[PASSAGE GIVEN]:
———
In the year 2017, all entities must have two distinct but intersecting identities: one as a flesh-and-blood person/company/football team and another on social media.

And so millions of hours of brainpower are spent every day trying to turn mindless musings into likes and retweets, for the sake of brand-building or just for the yuks.

And that brings us to the Carolina Panthers’ Twitter account, which spent three days crafting a thoroughly ridiculous gimmick.

Spoiler: The big reveal was that the Panthers’ account had subliminally tweeted out the words to the beginning of the “Fresh Prince of Belair” theme song.

We won’t subject you to all 40 tweets, but here’s a taste:

Many people on Twitter seem to find this gag amusing, which is fine. Feel free to be amused. You’ll be happier that way. But I’m a cynical grouch, so I’m left with many questions. Was there any occasion for this remembrance of a TV show that went off the air 21 years ago? As far as I can tell, no. Do the Panthers have any connection to Will Smith, Fresh Prince or that song? Again, not that I know of. Was there any other special reason for these tweets? Only the fact that it’s the offseason and NFL social media managers must be bored as hell.

This is a joke without a punchline, a brand overwhelming your brain with nostalgia that has nothing to do with the product its actually selling. It’s like if Coca Cola aired a commercial full of orange cassette tapes, beanie babies and Aaron Carter and then told you to buy soda.
———
[RAW RECORDS]:

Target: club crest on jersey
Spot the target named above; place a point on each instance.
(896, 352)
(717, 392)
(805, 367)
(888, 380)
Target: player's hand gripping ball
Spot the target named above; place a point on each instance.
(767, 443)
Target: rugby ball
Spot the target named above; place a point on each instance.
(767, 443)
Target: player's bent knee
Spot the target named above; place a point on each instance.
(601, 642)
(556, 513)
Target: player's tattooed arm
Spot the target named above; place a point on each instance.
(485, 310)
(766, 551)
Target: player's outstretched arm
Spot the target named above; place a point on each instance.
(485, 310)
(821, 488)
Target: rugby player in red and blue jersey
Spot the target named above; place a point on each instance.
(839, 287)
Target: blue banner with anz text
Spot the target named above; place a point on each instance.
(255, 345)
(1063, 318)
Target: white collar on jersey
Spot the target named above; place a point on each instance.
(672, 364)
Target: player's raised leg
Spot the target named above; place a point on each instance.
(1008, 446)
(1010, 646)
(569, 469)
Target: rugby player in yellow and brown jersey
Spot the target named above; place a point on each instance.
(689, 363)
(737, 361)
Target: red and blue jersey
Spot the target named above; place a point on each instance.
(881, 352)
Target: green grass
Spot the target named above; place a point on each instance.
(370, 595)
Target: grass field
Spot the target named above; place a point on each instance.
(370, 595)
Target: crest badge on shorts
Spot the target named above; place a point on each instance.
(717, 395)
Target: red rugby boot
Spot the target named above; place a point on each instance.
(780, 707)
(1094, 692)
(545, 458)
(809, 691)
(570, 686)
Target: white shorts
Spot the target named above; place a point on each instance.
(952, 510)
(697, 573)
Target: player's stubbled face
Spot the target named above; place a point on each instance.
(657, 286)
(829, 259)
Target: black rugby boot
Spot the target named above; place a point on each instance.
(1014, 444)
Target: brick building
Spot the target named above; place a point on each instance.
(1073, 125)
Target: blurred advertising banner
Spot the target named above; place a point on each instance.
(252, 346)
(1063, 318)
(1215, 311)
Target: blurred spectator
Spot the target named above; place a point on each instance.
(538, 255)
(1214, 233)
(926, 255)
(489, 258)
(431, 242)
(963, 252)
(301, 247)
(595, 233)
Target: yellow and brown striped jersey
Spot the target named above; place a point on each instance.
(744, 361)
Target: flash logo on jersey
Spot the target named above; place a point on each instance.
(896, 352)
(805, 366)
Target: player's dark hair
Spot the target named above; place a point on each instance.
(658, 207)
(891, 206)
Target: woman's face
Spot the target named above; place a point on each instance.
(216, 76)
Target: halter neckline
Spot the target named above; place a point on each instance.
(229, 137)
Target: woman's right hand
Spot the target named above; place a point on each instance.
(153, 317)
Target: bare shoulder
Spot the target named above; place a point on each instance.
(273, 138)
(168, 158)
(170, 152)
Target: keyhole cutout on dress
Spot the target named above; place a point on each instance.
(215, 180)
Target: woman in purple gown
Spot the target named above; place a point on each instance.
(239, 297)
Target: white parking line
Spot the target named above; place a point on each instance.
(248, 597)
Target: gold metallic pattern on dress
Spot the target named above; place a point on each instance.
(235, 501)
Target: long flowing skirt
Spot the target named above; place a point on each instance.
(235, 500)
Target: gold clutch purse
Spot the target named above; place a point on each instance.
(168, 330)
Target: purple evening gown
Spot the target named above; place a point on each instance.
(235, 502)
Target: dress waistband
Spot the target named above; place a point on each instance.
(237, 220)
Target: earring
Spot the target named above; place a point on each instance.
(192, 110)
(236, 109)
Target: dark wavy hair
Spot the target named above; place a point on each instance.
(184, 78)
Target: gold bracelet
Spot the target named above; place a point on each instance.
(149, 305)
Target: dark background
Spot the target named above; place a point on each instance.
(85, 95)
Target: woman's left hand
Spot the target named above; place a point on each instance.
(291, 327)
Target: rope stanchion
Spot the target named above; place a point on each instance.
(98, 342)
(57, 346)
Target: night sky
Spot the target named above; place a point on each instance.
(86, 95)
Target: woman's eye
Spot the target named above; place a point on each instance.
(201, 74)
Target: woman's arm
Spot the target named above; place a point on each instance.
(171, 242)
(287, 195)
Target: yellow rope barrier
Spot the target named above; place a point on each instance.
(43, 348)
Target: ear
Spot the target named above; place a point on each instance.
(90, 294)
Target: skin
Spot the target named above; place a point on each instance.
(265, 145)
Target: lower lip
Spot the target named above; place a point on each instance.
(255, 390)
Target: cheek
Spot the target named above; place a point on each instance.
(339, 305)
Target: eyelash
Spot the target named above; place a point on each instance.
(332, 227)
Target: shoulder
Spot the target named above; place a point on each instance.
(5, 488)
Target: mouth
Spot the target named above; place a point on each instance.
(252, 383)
———
[WORK TO COMPLETE]:
Write out the part of the Panthers Twitter article that opens with the words containing "This is a joke" and closes with "to buy soda.". The material is separate from the Panthers Twitter article.

[OUTPUT BELOW]:
This is a joke without a punchline, a brand overwhelming your brain with nostalgia that has nothing to do with the product its actually selling. It’s like if Coca Cola aired a commercial full of orange cassette tapes, beanie babies and Aaron Carter and then told you to buy soda.